═════ Supplied material
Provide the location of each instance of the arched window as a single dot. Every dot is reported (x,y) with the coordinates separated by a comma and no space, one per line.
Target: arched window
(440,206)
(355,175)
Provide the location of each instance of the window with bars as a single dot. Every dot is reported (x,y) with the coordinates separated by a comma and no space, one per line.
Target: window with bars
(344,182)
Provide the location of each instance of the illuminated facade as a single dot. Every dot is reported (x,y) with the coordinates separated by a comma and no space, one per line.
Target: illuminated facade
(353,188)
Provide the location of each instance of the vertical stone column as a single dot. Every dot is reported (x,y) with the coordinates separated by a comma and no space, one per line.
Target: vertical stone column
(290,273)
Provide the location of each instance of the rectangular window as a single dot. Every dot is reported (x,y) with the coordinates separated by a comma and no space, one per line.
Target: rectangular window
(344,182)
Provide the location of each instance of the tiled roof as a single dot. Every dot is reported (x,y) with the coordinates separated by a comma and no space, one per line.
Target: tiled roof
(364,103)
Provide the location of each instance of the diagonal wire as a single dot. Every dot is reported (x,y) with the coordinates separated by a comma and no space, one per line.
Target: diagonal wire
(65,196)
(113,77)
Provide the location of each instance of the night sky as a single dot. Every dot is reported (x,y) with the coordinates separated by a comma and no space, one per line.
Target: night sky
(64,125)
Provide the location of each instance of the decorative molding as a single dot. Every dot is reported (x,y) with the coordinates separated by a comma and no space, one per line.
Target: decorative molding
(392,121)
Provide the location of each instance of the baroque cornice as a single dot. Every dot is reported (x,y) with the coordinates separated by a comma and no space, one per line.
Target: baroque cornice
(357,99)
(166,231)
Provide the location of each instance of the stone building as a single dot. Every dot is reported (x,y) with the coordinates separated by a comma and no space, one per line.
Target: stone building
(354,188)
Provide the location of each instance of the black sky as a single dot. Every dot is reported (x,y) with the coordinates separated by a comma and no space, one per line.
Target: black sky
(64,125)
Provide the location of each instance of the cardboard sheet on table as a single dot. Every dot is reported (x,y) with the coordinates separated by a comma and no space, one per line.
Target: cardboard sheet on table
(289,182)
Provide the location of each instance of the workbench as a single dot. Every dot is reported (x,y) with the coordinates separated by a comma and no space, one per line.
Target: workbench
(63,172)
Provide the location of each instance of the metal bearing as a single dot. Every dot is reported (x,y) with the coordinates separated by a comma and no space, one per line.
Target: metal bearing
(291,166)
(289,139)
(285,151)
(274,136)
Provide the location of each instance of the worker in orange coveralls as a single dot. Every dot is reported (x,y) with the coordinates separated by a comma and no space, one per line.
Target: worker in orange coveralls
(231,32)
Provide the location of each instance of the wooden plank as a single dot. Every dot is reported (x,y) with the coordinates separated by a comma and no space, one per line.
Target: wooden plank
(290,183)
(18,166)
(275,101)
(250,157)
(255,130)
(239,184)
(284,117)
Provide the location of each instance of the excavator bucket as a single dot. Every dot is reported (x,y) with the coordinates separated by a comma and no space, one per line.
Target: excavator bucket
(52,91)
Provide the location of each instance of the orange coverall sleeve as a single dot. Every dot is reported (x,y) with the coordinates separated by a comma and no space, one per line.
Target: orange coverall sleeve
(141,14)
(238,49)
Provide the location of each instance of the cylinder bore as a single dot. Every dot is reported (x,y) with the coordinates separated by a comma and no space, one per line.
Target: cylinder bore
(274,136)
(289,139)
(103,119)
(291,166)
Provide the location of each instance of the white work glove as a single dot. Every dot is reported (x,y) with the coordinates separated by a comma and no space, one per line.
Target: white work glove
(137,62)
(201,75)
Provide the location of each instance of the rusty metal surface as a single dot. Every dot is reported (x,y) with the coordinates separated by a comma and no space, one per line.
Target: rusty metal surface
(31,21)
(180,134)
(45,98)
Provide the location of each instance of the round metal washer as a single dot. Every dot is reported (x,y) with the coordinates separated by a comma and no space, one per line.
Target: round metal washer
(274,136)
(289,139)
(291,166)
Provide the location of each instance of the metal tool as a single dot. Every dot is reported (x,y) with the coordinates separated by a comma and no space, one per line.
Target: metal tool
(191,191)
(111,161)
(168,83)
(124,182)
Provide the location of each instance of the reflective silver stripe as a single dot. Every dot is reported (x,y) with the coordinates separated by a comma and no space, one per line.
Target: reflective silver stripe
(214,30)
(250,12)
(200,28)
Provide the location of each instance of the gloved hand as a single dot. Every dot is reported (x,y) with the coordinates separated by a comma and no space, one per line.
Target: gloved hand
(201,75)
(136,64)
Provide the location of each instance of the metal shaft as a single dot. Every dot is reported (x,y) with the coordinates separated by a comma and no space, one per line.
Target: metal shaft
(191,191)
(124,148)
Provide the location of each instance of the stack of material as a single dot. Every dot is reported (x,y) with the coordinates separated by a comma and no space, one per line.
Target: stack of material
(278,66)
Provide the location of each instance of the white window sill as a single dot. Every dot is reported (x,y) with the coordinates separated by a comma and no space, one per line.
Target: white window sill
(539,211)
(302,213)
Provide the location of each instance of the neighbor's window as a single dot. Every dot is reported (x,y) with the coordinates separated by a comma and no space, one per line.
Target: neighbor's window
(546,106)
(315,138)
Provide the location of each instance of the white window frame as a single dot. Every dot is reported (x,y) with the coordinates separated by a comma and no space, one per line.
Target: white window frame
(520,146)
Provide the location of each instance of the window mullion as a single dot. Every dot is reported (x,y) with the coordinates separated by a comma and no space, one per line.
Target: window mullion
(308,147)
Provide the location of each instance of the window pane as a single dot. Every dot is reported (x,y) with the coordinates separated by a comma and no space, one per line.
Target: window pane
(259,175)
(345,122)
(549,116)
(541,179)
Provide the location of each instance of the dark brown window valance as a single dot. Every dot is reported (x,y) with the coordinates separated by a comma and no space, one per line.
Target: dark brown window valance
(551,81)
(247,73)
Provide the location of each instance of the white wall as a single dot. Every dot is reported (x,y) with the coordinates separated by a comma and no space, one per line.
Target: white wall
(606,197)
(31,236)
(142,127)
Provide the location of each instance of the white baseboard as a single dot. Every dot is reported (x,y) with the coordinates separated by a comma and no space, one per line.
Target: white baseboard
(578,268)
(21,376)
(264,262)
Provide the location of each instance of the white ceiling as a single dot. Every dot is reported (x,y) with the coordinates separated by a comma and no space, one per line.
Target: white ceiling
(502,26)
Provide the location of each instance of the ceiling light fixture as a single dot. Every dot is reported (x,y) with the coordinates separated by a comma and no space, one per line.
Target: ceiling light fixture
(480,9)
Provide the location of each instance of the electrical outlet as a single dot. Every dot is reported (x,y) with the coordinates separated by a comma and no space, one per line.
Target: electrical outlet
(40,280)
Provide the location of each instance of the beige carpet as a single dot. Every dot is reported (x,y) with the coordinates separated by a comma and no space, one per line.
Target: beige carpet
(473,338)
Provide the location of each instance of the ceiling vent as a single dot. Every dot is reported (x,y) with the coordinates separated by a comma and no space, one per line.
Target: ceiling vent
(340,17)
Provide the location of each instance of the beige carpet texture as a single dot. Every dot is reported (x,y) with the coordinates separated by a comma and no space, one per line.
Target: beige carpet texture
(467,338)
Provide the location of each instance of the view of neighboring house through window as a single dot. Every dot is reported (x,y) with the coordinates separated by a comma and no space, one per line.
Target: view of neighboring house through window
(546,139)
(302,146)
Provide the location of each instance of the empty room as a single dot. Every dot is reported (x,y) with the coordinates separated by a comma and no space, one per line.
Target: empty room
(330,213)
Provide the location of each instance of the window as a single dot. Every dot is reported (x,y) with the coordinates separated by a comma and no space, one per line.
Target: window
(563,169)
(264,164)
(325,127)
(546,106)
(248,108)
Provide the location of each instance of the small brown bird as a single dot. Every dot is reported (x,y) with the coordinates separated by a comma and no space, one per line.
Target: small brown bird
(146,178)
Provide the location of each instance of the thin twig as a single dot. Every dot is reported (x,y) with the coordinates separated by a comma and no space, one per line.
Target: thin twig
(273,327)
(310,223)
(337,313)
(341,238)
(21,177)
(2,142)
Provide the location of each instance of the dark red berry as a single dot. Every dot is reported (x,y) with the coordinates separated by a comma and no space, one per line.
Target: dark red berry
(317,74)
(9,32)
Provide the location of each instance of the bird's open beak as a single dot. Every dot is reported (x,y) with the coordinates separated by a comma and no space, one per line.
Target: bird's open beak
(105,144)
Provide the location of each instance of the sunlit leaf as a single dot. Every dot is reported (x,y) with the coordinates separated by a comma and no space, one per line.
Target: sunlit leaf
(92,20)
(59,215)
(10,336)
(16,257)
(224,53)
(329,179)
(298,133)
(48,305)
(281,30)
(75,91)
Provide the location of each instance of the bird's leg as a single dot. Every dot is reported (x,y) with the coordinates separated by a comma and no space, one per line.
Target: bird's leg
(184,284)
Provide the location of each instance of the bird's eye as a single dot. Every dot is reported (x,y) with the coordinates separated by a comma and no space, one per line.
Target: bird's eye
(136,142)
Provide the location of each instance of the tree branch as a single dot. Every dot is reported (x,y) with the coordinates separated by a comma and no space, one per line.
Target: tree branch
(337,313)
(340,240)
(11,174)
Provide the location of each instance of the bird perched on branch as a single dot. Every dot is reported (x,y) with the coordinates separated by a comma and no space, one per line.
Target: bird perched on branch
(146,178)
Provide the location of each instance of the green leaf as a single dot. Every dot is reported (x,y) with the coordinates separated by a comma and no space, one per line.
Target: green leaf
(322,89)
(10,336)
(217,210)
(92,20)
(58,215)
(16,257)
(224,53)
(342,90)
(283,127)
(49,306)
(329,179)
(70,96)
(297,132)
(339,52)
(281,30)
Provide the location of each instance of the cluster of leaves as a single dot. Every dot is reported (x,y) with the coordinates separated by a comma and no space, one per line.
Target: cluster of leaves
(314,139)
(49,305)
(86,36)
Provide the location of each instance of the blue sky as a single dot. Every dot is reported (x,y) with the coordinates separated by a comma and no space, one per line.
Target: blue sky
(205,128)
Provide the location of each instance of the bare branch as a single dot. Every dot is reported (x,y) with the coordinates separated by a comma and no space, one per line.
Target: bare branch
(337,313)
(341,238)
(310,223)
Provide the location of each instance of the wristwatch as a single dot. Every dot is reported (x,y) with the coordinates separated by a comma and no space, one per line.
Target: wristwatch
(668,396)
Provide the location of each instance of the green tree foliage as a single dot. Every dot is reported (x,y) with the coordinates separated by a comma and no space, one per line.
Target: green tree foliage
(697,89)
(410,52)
══════════
Work to do:
Copy out every line from the one containing "Provide the location of each instance of the cluster" to the end of the material, both ends included.

The reply:
Provide the location of each instance of the cluster of leaves as a single dot. Every dot is reported (x,y) with the coordinates separated by a comma and no space, one per line.
Target: cluster of leaves
(314,139)
(49,305)
(86,36)
Provide the location of each instance of the blue sky as a single dot. Every dot is reported (x,y) with the coordinates separated by a comma and no space, one per line.
Target: blue sky
(205,128)
Provide the location of each instance of the bare branch as a single dot. Every dot is reported (x,y) with the coordinates separated by a comma and no space, one per line.
Target: bare branch
(337,313)
(341,238)
(310,223)
Provide the location of each instance of the wristwatch as a single dot. Every dot is reported (x,y) with the coordinates separated by a comma and no space, one per line.
Target: wristwatch
(668,396)
Provide the location of each instance of the green tree foliage as a single dot. Every dot is reported (x,y) with the coordinates separated by a comma and no space, one per line.
Target: green tree foliage
(697,89)
(410,52)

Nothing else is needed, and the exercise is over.